── Page excerpt ──

This all fueled an increasing sense of powerlessness. This anxiety found expression in any number of ways, perhaps most dramatically in the creeping sense that the individual was ultimately obsolete, even in fields like manufacturing. Systems of automation supplanted human workers. However, the fear was more than just economic in nature. As Manuel De Landa in War in The Age of Intelligent Machines, these was a fear the humans were just part of larger systems:
The robot historian … would hardly be bothered by the fact that it was a human who put the first motor together: for the role of humans would be seen as little more than industrious insects pollinating an independent species of machine flower that simply does not possess its own reproductive organs during a segment of its evolution.
There was a palpable concern that people were (at best) cogs in some vast machine and (at worst) completely irrelevant. The machine did not need to be literal or mechanical in nature, applying as much to invisible systems like politics and society. After all, voter turnout declined dramatically across the developed world in the decades following the end of the Second World War. People felt detached from the social systems around them.
It could be argued that this sense of deep-seated unease informed a lot of the political backlash to globalisation and multiculturalism in twenty-first century, particularly backlash against international organisations like the European Union. Frequent complaints were made that the “bureaucrats in Brussels” were disconnected from the concerns of common people, that the rules and regulations were confusing or absurd. This was indeed a large part of the successful campaign for Brexit, a promise to “take back control.”

───
── Raw records ──

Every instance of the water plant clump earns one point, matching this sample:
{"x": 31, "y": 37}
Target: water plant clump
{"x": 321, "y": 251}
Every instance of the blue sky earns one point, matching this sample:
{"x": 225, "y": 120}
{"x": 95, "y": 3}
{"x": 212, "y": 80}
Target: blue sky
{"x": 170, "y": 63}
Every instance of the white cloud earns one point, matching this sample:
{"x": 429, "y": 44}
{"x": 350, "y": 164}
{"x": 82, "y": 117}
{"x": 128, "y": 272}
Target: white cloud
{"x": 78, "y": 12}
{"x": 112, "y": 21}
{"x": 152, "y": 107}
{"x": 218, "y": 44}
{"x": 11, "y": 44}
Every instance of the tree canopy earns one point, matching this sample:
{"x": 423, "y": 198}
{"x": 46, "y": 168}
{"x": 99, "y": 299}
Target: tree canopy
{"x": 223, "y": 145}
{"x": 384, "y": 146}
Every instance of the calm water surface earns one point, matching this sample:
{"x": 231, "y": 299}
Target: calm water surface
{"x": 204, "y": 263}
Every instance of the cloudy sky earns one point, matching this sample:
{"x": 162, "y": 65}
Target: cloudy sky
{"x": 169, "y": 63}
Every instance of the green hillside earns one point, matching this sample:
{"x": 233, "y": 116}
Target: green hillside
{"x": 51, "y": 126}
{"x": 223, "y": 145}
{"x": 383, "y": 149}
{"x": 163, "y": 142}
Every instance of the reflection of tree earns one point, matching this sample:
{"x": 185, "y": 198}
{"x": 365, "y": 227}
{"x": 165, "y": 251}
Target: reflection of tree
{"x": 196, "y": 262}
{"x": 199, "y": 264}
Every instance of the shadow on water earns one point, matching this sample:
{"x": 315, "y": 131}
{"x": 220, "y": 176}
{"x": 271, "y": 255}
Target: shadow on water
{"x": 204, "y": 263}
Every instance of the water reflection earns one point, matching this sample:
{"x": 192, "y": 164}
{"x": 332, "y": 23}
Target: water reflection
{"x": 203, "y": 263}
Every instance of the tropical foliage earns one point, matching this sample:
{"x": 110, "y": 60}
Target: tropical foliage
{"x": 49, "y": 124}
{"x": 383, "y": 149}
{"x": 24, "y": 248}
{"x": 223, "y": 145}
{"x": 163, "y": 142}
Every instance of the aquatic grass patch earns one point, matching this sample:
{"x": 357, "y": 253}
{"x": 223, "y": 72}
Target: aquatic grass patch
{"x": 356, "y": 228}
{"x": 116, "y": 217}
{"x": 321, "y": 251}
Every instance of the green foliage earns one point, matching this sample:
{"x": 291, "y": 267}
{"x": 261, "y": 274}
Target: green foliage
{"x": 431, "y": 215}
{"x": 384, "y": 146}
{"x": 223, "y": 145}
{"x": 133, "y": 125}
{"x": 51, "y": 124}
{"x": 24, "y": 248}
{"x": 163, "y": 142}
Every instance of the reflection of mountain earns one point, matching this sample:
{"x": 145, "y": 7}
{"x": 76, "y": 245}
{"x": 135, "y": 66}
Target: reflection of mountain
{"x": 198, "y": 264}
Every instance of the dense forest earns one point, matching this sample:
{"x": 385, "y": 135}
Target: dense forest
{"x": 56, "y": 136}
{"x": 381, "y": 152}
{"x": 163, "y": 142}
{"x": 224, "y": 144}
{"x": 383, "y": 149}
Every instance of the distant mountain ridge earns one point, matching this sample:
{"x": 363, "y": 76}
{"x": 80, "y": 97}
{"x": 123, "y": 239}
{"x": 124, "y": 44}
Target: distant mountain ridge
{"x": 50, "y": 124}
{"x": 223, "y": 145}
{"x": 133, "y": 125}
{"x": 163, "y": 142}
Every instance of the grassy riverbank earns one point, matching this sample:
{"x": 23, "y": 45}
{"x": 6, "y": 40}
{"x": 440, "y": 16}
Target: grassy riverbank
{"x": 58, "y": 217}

───

- Problem description -
Copy out the whole excerpt on powerlessness and automation above, word for word.

- Answer to this problem -
This all fueled an increasing sense of powerlessness. This anxiety found expression in any number of ways, perhaps most dramatically in the creeping sense that the individual was ultimately obsolete, even in fields like manufacturing. Systems of automation supplanted human workers. However, the fear was more than just economic in nature. As Manuel De Landa in War in The Age of Intelligent Machines, these was a fear the humans were just part of larger systems:
The robot historian … would hardly be bothered by the fact that it was a human who put the first motor together: for the role of humans would be seen as little more than industrious insects pollinating an independent species of machine flower that simply does not possess its own reproductive organs during a segment of its evolution.
There was a palpable concern that people were (at best) cogs in some vast machine and (at worst) completely irrelevant. The machine did not need to be literal or mechanical in nature, applying as much to invisible systems like politics and society. After all, voter turnout declined dramatically across the developed world in the decades following the end of the Second World War. People felt detached from the social systems around them.
It could be argued that this sense of deep-seated unease informed a lot of the political backlash to globalisation and multiculturalism in twenty-first century, particularly backlash against international organisations like the European Union. Frequent complaints were made that the “bureaucrats in Brussels” were disconnected from the concerns of common people, that the rules and regulations were confusing or absurd. This was indeed a large part of the successful campaign for Brexit, a promise to “take back control.”